* _The exercise_
Convert all of the material below into a two-column CSV with the header input,output, one row for each text and its answer. Put each field in double quotes and replace line breaks with spaces.

* _Input for this task_
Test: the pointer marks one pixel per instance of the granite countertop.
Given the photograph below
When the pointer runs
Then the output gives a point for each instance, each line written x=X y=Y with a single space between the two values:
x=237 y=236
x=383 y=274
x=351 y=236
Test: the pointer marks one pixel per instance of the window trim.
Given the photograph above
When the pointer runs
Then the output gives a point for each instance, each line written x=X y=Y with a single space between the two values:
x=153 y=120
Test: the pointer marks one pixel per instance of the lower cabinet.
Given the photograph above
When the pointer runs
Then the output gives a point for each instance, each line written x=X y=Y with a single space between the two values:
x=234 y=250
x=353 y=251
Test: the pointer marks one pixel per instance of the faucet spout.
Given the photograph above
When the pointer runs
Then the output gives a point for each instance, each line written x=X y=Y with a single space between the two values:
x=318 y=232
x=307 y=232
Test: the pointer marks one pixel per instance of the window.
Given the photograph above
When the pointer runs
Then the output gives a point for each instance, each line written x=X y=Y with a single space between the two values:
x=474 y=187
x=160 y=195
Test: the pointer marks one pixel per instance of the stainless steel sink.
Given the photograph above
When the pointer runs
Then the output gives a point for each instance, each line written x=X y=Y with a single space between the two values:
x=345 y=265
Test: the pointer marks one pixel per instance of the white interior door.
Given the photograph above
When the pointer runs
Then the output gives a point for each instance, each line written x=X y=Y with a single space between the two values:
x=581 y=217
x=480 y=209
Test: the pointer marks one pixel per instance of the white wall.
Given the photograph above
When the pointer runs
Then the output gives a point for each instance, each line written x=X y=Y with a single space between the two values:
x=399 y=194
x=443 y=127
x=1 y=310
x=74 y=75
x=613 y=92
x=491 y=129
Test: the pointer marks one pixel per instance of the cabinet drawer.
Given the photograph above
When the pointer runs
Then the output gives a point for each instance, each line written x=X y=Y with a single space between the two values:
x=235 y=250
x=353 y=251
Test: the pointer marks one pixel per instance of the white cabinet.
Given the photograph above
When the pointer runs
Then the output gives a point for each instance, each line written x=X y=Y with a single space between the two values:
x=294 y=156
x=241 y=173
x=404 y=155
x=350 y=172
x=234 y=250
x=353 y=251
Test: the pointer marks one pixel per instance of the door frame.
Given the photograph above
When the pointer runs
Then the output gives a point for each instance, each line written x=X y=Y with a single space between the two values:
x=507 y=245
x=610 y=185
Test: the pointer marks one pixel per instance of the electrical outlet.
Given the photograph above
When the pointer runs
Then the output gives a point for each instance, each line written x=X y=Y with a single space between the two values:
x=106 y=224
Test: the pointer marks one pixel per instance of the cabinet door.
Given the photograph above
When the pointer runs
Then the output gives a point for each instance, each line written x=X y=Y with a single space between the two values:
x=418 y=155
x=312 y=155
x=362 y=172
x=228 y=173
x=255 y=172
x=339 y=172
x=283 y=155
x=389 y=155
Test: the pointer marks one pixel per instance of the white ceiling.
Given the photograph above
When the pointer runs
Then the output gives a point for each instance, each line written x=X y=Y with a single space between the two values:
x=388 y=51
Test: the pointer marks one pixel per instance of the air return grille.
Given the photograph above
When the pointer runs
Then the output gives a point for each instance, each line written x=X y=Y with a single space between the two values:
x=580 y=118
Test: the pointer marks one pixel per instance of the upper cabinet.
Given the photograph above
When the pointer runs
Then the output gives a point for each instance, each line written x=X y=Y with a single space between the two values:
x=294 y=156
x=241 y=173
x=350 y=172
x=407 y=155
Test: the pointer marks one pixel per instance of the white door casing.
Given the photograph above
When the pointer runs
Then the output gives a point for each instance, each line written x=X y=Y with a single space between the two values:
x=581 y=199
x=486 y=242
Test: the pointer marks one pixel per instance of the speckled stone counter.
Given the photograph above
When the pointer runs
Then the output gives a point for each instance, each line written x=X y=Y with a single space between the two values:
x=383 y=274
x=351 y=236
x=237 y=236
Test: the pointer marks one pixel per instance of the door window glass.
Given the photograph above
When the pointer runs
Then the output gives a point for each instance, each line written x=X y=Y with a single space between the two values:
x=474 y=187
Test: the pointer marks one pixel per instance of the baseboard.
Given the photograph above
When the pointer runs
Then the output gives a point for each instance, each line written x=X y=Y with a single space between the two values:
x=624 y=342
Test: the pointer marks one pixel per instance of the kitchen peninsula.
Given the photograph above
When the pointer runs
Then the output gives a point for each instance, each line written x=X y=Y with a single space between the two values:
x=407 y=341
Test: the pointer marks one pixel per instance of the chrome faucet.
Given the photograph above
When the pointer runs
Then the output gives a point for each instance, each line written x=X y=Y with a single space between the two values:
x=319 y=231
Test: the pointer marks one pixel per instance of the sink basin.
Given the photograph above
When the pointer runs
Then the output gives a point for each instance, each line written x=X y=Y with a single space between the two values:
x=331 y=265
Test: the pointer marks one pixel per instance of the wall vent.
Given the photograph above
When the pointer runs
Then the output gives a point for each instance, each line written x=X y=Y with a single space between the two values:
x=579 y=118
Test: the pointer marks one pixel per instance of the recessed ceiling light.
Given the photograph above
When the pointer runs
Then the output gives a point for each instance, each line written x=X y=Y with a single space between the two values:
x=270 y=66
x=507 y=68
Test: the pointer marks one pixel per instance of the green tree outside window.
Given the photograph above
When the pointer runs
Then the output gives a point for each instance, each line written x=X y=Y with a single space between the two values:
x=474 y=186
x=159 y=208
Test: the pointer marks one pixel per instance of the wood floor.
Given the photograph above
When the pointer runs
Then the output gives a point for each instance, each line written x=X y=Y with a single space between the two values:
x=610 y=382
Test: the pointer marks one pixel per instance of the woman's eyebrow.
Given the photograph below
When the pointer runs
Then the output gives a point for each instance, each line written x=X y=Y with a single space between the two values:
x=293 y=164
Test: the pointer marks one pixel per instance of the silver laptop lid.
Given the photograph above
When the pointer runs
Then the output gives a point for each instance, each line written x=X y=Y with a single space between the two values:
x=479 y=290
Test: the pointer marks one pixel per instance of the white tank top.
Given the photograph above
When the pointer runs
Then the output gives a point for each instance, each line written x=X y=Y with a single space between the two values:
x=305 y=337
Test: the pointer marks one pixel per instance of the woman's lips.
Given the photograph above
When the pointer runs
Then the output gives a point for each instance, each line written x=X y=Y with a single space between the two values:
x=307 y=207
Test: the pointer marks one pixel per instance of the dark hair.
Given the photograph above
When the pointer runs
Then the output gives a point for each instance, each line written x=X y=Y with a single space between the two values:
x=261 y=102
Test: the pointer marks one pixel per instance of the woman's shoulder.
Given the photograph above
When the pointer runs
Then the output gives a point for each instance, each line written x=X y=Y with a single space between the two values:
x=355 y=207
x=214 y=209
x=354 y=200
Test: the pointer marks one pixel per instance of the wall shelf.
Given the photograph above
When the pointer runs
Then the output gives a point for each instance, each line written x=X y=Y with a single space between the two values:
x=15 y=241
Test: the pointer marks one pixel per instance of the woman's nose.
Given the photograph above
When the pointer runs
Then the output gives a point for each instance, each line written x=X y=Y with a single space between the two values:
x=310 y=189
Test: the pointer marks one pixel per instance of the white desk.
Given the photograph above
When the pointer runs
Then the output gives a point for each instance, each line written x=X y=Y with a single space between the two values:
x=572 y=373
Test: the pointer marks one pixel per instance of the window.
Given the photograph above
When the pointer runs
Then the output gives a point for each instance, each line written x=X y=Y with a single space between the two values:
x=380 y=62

* _Response to the task_
input,output
"Test: the pointer marks one pixel per instance of the granite countertop. Given the photograph below When the pointer runs Then the output gives a point for each instance, each line written x=X y=Y with a single space between the two values:","x=237 y=236 x=383 y=274 x=351 y=236"
"Test: the pointer marks one pixel per instance of the window trim. Given the photograph above When the pointer runs Then the output gives a point for each instance, each line written x=X y=Y with a single space between the two values:","x=153 y=120"
"Test: the pointer marks one pixel per instance of the lower cabinet. Given the photograph above When the pointer runs Then the output gives a point for each instance, each line written x=X y=Y with a single space between the two values:","x=234 y=250 x=353 y=251"
"Test: the pointer marks one pixel per instance of the faucet spout. Given the photograph above When the pointer runs Then the output gives a point for each instance, each line written x=X y=Y with a single space between the two values:","x=318 y=232 x=307 y=232"
"Test: the pointer marks one pixel per instance of the window. Given the photograph above When the pointer runs Then the output gives a point for each instance, each line written x=X y=Y with a single space between the two values:","x=474 y=187 x=160 y=195"
"Test: the pointer marks one pixel per instance of the stainless steel sink. Given the photograph above When the pointer runs Then the output gives a point for each instance, each line written x=X y=Y with a single space between the two values:","x=345 y=265"
"Test: the pointer marks one pixel per instance of the white interior door. Given the photograph above When the pointer runs Then the output gives a point for each instance, each line written x=X y=Y with a single space between the two values:","x=581 y=217 x=480 y=209"
"Test: the pointer marks one pixel per instance of the white wall. Given the photograph above When the pointer runs Then the output gives a point for each instance, each line written x=X y=Y with a single space between the two values:","x=399 y=194 x=443 y=127 x=1 y=310 x=74 y=75 x=613 y=92 x=491 y=129"
"Test: the pointer marks one pixel per instance of the cabinet drawer. Given the photograph above When the pointer runs Then the output gives a point for each instance, each line written x=X y=Y with a single space between the two values:","x=235 y=250 x=353 y=251"
"Test: the pointer marks one pixel per instance of the white cabinet. Given the photograph above When the pointer runs Then the output gives a point for each instance, each line written x=X y=Y with a single space between the two values:","x=294 y=156 x=241 y=173 x=404 y=155 x=350 y=172 x=234 y=250 x=353 y=251"
"Test: the pointer marks one pixel per instance of the door frame. Given the photograph above When the pointer runs Then the output gives a point for each instance, each line written x=X y=Y with a single space between the two values:","x=507 y=245 x=610 y=185"
"Test: the pointer marks one pixel per instance of the electrical outlet. Given the photograph above When the pointer runs Then the output gives a point for each instance, each line written x=X y=Y with a single space between the two values:","x=106 y=224"
"Test: the pointer marks one pixel per instance of the cabinet door. Given the photograph above When the pointer runs Then the output gives a point for each instance, each line written x=X y=Y with a single space between the two values:","x=418 y=155 x=312 y=155 x=362 y=172 x=228 y=173 x=255 y=172 x=339 y=172 x=283 y=155 x=389 y=155"
"Test: the pointer marks one pixel per instance of the white ceiling. Given the photograph above When the pointer runs Then the output gives a point for each instance, each line written x=X y=Y with a single space between the two values:","x=388 y=51"
"Test: the pointer marks one pixel per instance of the air return grille. Given the photograph above When the pointer runs Then the output gives a point for each instance, each line written x=X y=Y with a single space between the two values:","x=580 y=118"
"Test: the pointer marks one pixel per instance of the upper cabinet. Given the photograph above When the pointer runs Then the output gives a point for each instance, each line written x=X y=Y with a single space between the two values:","x=294 y=156 x=241 y=173 x=350 y=172 x=407 y=155"
"Test: the pointer marks one pixel per instance of the white door casing. Given the photograph above When the pointer runs Then the output gives a point for each instance, each line written x=X y=Y with a single space between the two values:","x=581 y=199 x=486 y=242"
"Test: the pointer marks one pixel per instance of the speckled stone counter. Given the photograph above When the pointer runs Then the output gives a point for each instance, each line written x=X y=Y with a single space between the two values:","x=383 y=274 x=351 y=236 x=237 y=236"
"Test: the pointer marks one pixel per instance of the door window glass. Given the photograph above When the pointer runs Then the output gives a point for each instance, each line written x=X y=Y with a single space between the two values:","x=474 y=187"
"Test: the pointer marks one pixel per instance of the baseboard. Given the photograph above When the pointer runs Then the output gives a point for each instance, each line written x=X y=Y with a single space between the two values:","x=624 y=342"
"Test: the pointer marks one pixel per instance of the kitchen peninsula. Given the photograph above When the pointer runs Then the output gives a point for each instance, each line written x=X y=Y with a single space between the two values:","x=407 y=341"
"Test: the pointer marks one pixel per instance of the chrome faucet. Given the photograph above When the pointer runs Then the output gives a point for each instance, each line written x=X y=Y with a single space between the two values:","x=319 y=231"
"Test: the pointer marks one pixel per instance of the sink basin. Given the photograph above When the pointer runs Then the output gives a point for each instance, each line written x=X y=Y with a single space between the two values:","x=331 y=265"
"Test: the pointer marks one pixel per instance of the wall vent. Given the photograph above When the pointer runs Then the output gives a point for each instance, each line written x=X y=Y with a single space between the two values:","x=579 y=118"
"Test: the pointer marks one pixel per instance of the recessed ceiling light. Given the photograph above When the pointer runs Then the output gives a point for each instance, each line written x=X y=Y with a single space between the two values:","x=270 y=66 x=507 y=68"
"Test: the pointer marks one pixel per instance of the green tree outside window. Given the photograph above When the pointer runs Then the output gives a point for each instance, each line written x=X y=Y with a single space between the two values:","x=474 y=186 x=159 y=208"
"Test: the pointer marks one pixel per instance of the wood floor. Given the photograph above When the pointer runs Then the output gives a point for each instance, each line written x=X y=Y with a single space between the two values:","x=610 y=382"
"Test: the pointer marks one pixel per instance of the woman's eyebrow. Given the photograph below When the pointer runs Then the output gives a point for each instance, each line written x=X y=Y with a single space between the two values:","x=293 y=164"
"Test: the pointer marks one pixel per instance of the silver laptop lid. Given the photograph above When the pointer runs Then the output gives a point for each instance, each line written x=X y=Y with a single space between the two values:","x=479 y=290"
"Test: the pointer marks one pixel per instance of the white tank top. Given the photograph above When the pointer runs Then the output gives a point for each instance, each line written x=X y=Y with a single space between the two values:","x=305 y=337"
"Test: the pointer marks one pixel per instance of the woman's lips. Given the photograph above When the pointer runs Then the output gives a point for each instance, each line written x=X y=Y with a single space between the two values:","x=307 y=207"
"Test: the pointer marks one pixel per instance of the dark hair. Given the photograph above When the pointer runs Then the output gives a point for each instance, each line written x=X y=Y with a single space between the two values:","x=261 y=102"
"Test: the pointer marks one pixel per instance of the woman's shoulder. Given the photograph above When the pointer runs Then the output gives a point for each instance, each line written x=X y=Y with a single space between the two values:","x=355 y=207 x=214 y=209 x=354 y=200"
"Test: the pointer marks one pixel per instance of the wall shelf. Given the photograph above When the pointer runs Then the output gives a point for each instance, each line written x=X y=Y with a single space between the two values:","x=15 y=241"
"Test: the pointer marks one pixel per instance of the woman's nose. Given the photograph above When the pointer runs Then the output gives a point for each instance, each line written x=X y=Y with a single space between the two values:","x=310 y=189"
"Test: the pointer marks one pixel per instance of the white desk. Given the photograph above When the pointer runs Then the output gives a point for each instance, each line written x=X y=Y with a single space between the two values:","x=572 y=373"
"Test: the pointer marks one pixel per instance of the window. Given the photograph above When the pointer runs Then the output gives a point for each instance, each line written x=X y=Y with a single space between the two values:","x=380 y=62"